Urban Scale Building Energy & Materials Use
Cities are responsible for 67% of global energy use. Building sector accounts for considerable amount of energy consumption, contributing to adverse environmental and climate change impacts. As the consequences of climate change increase, there is an increased focus on the building sector, a major negative contributor and a major positive solution provider. Currently, the knowledge regarding building energy use at the urban scale in accordance to climate change projections is scarce. Understanding urban building energy use provides perspective about a city’s energy demand which is beneficial for climate change reduction goals and policies, design of distributed energy resources, and utility planning.
In addition to use phase energy, new materials entering into urban building stocks because of maintenance and renovation, and wastes generated as result of demolition have significant environmental impacts. Therefore, there is an expressed need to analyze material stock and material flows of existing buildings at an urban scale. Knowledge of where and what types of building materials existing in a city may allow for more sustainable maintenance, demolition, and waste management.
-------
__GIVEN INSTRUCTION__: Reproduce the entire passage on urban-scale building energy and materials use verbatim. The items that come next are independent material and are not connected to the passage on urban building energy and materials use.
-------
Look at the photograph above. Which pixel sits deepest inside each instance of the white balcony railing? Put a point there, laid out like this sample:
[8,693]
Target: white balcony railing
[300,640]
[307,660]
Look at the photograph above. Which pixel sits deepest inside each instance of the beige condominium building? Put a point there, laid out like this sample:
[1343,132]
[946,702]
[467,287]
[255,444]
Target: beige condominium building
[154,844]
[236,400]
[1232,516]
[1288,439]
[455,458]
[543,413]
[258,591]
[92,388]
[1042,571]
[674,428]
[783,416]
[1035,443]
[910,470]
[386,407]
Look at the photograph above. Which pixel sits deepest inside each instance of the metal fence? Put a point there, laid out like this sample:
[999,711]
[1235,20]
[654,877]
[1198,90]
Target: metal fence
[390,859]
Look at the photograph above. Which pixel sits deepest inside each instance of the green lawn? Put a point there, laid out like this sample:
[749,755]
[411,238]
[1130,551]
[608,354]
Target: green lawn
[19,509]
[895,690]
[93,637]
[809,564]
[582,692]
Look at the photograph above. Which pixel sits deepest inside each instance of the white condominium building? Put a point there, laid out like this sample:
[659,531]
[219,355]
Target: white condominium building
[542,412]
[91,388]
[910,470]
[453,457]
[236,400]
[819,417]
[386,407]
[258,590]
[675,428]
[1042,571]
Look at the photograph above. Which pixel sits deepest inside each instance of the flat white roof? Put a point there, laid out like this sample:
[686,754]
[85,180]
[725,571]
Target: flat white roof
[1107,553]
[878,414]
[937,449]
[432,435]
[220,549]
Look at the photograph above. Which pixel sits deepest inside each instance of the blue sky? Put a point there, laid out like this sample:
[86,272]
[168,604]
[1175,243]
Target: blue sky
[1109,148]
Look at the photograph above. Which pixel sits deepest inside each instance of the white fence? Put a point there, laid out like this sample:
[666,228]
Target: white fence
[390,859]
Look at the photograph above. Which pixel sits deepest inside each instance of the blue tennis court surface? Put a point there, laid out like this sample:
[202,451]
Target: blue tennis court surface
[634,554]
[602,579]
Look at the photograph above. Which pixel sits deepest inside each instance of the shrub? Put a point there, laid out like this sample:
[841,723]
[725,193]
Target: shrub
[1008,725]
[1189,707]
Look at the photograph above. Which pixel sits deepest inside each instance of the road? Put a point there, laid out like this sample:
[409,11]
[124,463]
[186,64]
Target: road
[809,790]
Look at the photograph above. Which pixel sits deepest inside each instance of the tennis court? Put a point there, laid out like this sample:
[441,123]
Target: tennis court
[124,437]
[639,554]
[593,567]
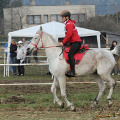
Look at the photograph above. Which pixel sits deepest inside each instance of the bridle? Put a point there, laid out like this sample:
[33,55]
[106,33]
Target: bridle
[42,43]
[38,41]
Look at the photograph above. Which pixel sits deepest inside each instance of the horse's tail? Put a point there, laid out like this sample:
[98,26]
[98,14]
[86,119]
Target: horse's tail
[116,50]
-------
__RESULT__:
Urban Scale Building Energy & Materials Use
Cities are responsible for 67% of global energy use. Building sector accounts for considerable amount of energy consumption, contributing to adverse environmental and climate change impacts. As the consequences of climate change increase, there is an increased focus on the building sector, a major negative contributor and a major positive solution provider. Currently, the knowledge regarding building energy use at the urban scale in accordance to climate change projections is scarce. Understanding urban building energy use provides perspective about a city’s energy demand which is beneficial for climate change reduction goals and policies, design of distributed energy resources, and utility planning.
In addition to use phase energy, new materials entering into urban building stocks because of maintenance and renovation, and wastes generated as result of demolition have significant environmental impacts. Therefore, there is an expressed need to analyze material stock and material flows of existing buildings at an urban scale. Knowledge of where and what types of building materials existing in a city may allow for more sustainable maintenance, demolition, and waste management.